--- begin ---

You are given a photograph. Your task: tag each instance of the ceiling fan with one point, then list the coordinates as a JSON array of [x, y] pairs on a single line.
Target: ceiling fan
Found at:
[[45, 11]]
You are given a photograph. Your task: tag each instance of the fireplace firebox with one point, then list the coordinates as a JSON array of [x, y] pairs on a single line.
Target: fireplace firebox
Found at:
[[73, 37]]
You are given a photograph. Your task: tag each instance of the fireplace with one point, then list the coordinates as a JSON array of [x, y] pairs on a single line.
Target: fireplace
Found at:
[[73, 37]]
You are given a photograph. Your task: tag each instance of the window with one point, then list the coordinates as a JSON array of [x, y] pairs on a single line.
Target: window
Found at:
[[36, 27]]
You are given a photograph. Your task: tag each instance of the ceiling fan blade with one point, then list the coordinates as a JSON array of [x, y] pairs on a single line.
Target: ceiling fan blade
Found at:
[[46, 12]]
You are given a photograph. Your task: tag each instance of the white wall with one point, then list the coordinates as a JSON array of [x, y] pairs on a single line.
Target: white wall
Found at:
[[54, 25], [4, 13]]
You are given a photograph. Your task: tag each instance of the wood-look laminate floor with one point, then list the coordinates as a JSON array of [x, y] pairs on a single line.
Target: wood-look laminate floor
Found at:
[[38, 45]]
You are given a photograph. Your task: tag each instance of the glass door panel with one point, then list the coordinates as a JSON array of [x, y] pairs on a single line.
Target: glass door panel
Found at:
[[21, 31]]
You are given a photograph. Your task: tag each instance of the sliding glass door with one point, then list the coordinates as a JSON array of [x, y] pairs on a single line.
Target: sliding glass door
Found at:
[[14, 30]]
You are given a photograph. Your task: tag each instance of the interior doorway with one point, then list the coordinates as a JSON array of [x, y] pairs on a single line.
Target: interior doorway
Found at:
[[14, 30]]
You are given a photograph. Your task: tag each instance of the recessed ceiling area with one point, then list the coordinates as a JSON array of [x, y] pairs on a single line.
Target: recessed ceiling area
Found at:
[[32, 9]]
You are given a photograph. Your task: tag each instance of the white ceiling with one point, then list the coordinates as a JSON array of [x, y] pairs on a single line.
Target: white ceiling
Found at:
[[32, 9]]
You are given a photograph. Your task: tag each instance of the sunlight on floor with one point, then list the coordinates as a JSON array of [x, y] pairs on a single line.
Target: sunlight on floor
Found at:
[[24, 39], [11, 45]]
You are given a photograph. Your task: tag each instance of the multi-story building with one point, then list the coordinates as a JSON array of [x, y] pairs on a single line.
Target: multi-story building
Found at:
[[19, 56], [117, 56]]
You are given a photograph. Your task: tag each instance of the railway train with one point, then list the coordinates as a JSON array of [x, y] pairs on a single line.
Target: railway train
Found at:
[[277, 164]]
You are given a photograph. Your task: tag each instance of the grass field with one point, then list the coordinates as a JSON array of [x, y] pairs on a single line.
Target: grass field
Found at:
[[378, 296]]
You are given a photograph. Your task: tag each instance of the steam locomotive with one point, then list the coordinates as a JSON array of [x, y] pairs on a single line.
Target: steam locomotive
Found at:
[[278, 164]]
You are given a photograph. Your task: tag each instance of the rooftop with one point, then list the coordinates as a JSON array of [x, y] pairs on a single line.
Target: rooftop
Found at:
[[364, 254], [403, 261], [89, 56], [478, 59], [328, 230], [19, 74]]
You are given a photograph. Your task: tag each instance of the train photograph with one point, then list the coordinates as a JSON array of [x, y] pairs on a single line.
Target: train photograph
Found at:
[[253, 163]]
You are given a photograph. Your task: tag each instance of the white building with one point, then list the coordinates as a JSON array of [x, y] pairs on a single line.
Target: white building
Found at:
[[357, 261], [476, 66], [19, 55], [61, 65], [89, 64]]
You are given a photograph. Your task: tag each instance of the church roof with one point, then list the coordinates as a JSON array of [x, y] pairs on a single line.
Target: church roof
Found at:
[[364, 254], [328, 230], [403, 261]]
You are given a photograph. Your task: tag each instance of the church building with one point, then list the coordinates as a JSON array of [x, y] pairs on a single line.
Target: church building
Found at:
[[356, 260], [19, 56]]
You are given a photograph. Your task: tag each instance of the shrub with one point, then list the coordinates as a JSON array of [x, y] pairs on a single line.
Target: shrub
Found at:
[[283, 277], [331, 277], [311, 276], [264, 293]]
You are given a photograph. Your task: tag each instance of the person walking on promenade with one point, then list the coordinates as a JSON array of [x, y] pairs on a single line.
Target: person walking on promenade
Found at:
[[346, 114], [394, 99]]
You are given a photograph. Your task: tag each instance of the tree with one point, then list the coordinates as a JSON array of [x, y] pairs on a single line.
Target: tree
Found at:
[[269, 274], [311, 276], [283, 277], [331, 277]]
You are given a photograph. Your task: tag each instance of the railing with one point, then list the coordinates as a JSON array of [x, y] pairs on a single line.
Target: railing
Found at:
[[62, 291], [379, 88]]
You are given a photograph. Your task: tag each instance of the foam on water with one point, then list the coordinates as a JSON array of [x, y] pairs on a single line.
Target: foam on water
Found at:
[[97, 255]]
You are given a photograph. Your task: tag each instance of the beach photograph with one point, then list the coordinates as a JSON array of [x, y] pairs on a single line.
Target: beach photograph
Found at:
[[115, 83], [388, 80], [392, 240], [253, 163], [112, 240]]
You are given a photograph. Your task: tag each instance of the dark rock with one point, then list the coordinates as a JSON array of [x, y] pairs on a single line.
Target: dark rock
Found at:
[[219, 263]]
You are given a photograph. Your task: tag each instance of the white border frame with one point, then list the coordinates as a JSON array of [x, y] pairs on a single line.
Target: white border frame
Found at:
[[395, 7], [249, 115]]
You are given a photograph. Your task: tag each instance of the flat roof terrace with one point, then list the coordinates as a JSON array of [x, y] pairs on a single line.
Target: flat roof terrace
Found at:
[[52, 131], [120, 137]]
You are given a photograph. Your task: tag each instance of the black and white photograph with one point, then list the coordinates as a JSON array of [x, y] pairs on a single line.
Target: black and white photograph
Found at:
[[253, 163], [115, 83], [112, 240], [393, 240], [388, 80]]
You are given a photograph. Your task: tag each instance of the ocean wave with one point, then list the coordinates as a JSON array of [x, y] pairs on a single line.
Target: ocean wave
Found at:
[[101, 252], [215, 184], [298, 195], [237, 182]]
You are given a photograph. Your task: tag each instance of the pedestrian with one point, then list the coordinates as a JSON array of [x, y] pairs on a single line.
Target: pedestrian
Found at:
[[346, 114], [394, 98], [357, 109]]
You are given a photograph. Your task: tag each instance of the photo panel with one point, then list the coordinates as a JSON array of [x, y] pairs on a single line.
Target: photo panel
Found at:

--- end ---

• Task details: Reproduce all of the items above, substituting "Located at" for every occurrence of "Found at" and leaving everything else unchanged.

• Solution for this task:
You are given a photograph. Your task: tag each instance of the ceiling fan with one point, then list the coordinates as a JSON array of [x, y] pairs on a single line.
Target: ceiling fan
Located at:
[[45, 11]]
You are given a photograph. Your task: tag each instance of the fireplace firebox with one point, then list the coordinates as a JSON array of [x, y] pairs on a single line.
Target: fireplace firebox
Located at:
[[73, 37]]
You are given a photograph. Your task: tag each instance of the fireplace with one point, then list the coordinates as a JSON array of [x, y] pairs on a single line.
Target: fireplace
Located at:
[[73, 37]]
You are given a photograph. Your task: tag each instance of the window with one point, then list the coordinates as a JSON array of [x, y] pairs on a single line.
Target: window
Located at:
[[36, 27]]
You are given a photograph. Your task: tag each instance of the ceiling fan blade with one point, then list the coordinates as a JSON array of [x, y] pairs on a single line.
Target: ceiling fan blade
Located at:
[[46, 12]]
You are given a photograph. Your task: tag each instance of the white wall with one point, then list the coordinates as a JSON array of [x, y] pairs on a single line.
Target: white wall
Located at:
[[54, 25], [4, 13]]
You are given a photograph. Your task: tag each instance of the wood-look laminate floor with one point, then list the coordinates as a JSON array of [x, y] pairs on a single line.
Target: wood-look laminate floor
Located at:
[[38, 45]]
You are given a photograph. Your task: tag each instance of the glass door panel with one point, then list the coordinates as a JSON array of [x, y] pairs on a single line.
Target: glass door panel
Located at:
[[21, 31]]
You are given a photograph. Your task: tag each instance of the sliding glass door with one point, then list the coordinates as a JSON array of [x, y] pairs on a single line.
Target: sliding glass door
Located at:
[[14, 30]]
You are given a photograph. Your task: tag each instance of the interior doorway with one point, then list the coordinates as a JSON array of [x, y] pairs on a single line.
Target: interior doorway
Located at:
[[14, 30]]
You are given a photograph. Your task: tag each instance of the recessed ceiling area with one point, then list the coordinates as a JSON array of [x, y] pairs on a single line.
Target: recessed ceiling area
Located at:
[[32, 9]]
You are given a photograph. Your task: tag each instance of the white ceiling with one point, then list the coordinates as a JSON array of [x, y] pairs on a single line.
Target: white ceiling
Located at:
[[32, 9]]
You are given a photograph. Your task: tag each instance of the sunlight on floor with one point, then list the coordinates as a JSON array of [x, y] pairs on a single line.
Target: sunlight on floor
Located at:
[[24, 39], [11, 45]]
You are given a photograph. Your task: tag each instance of the multi-story building with one point, then list the coordinates as a JSON array of [x, y] pairs on a single line.
Target: multi-story building
Located at:
[[19, 56], [117, 56]]
You are given a photograph. Your task: tag each instance of the railway train with one point, then list the coordinates as a JSON array of [x, y] pairs on a single line.
Target: railway train
Located at:
[[277, 164]]
You are given a photograph. Your task: tag each instance of the grass field with one point, then list the coordinates as a JSON array of [x, y] pairs on a single line.
Target: grass field
Located at:
[[378, 296]]
You are given a photograph. Your task: tag each instance of the steam locomotive with one point, then list the coordinates as a JSON array of [x, y] pairs on a single line.
Target: steam locomotive
Located at:
[[278, 164]]
You are given a photograph. Your task: tag each instance of the rooftop with one point, then list the coordinates as a JSON array of [x, y] pairs on a single line.
Target: rooftop
Located at:
[[364, 254], [403, 261], [89, 56], [478, 59], [328, 230], [19, 74]]
You are given a photograph. Your task: tag each instance of the train photograph with one point, then list the coordinates as a JSON array of [x, y] pairs on a single line.
Target: train photograph
Located at:
[[253, 163]]
You are given a photograph. Your task: tag each instance of the white building with one point, then list the coordinates as a JSON array of [x, y] pairs on a single line.
Target: white building
Located at:
[[357, 261], [476, 66], [19, 55], [61, 65], [89, 64]]
You are given a photograph. Your task: tag each instance of the church roof with one point, then list the coordinates as a JSON array of [x, y] pairs on a single line.
Target: church roof
Located at:
[[364, 254], [328, 230], [403, 261]]
You are given a photograph. Your task: tag each instance of the church building with one point, then list the coordinates as a JSON array of [x, y] pairs on a single line.
Target: church building
Located at:
[[356, 260], [19, 56]]
You are given a photograph. Your task: tag each instance of the shrub with one point, then list the coordinates as a JSON array of [x, y] pairs on a single line.
Target: shrub
Located at:
[[283, 277], [331, 277], [311, 276], [264, 293]]
You are given a photograph. Your task: tag each instance of the person walking on promenade with one point, then list the coordinates as a JSON array of [x, y] pairs on a single line.
Target: person walking on promenade
Located at:
[[346, 114], [394, 99]]
You are given a photograph. Your task: tag each instance of the tree with one point, then list the coordinates as a JSON array of [x, y] pairs on a single line.
Target: tree
Located at:
[[269, 274], [311, 276], [283, 277], [331, 277]]
You are given a photograph. Your task: tag each instance of the railing with one point, then list the coordinates as a JSON array of [x, y] pairs on a single line.
Target: railing
Located at:
[[62, 291], [379, 88]]
You are given a photograph. Your task: tag each instance of the foam on water with one point, then list the coordinates as a JSON array of [x, y] pairs on a single line.
Target: foam on water
Located at:
[[97, 255]]
You are given a photograph. Your task: tag each instance of the beach photograph with one point, then list the coordinates as a JSON array of [x, y] pairs on a single line.
Target: beach photograph
Located at:
[[115, 83], [388, 80], [392, 240], [253, 163], [112, 240]]
You are given a photograph. Your task: tag each instance of the dark rock with one point, then list the coordinates as a JSON array of [x, y] pairs on a single line.
Target: dark rock
Located at:
[[219, 263]]
You are given a photograph. Your task: tag each instance of the white border frame with one point, then list the coordinates as a JSON array of [x, y] pairs on a single line.
Target: white border frame
Located at:
[[395, 7], [249, 115]]
You are given a photograph. Your task: tag each instance of the flat roof terrace with one point, then list the coordinates as a JSON array of [x, y] pairs on a single line.
Target: flat roof terrace
Located at:
[[52, 131], [120, 137]]
You are given a photograph. Your task: tag each instance of the black and white photograph with one point, then list the coordinates as a JSON array of [x, y] pairs on a single line.
Target: black and white photograph
Located at:
[[253, 163], [115, 83], [112, 240], [393, 240], [388, 80]]
You are given a photograph. Your task: tag each instance of the ocean wave with one point, then list the coordinates as a JSON array of [x, y] pairs on a single line.
Target: ocean wave
Located at:
[[101, 252], [215, 184], [298, 195], [237, 182]]
You are given a photograph. Your task: tag each instance of the pedestrian with one point, then list the coordinates as a JSON array of [x, y] pairs on a single line.
Target: pedestrian
Located at:
[[346, 114], [394, 98], [357, 109]]
You are given a photograph. Your task: tag each instance of the photo panel with one point, then list the coordinates as a JSON array of [x, y] pairs on a single line.
Target: photo panel
Located at:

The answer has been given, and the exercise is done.